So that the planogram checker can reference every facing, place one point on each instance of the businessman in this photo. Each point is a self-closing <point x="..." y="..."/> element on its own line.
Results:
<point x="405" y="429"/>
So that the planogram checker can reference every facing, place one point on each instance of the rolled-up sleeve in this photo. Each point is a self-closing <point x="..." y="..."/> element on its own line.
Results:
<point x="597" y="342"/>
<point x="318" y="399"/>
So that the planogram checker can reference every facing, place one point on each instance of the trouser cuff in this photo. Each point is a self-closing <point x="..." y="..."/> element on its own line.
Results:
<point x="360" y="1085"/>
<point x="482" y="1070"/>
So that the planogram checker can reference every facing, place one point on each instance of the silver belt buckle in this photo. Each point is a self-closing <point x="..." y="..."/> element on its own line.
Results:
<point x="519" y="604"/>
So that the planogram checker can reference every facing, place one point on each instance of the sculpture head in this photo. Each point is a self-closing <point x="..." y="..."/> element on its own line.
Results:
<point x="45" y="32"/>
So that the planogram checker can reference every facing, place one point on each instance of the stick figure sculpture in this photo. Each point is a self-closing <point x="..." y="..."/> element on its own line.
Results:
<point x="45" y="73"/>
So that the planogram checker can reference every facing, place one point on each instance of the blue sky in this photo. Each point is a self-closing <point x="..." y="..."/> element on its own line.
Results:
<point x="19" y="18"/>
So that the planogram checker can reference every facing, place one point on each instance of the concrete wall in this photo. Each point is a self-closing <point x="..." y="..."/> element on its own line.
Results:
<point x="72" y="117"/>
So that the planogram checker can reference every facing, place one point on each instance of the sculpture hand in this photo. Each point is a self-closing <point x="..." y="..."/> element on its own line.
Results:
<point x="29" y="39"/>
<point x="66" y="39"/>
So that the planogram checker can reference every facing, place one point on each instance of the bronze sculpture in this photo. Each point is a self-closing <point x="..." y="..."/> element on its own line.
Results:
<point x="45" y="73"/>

^^^^^^^^

Extract the lines of the entries above verbatim, starting with the line that contains "of the bronze" and going on through the last line of the entries.

Answer to the task »
So that the planogram checker can reference every facing, place one point on each instance of the bronze sculpture in this photo. Each point is a self-closing <point x="..." y="..."/> element on its own line.
Results:
<point x="45" y="73"/>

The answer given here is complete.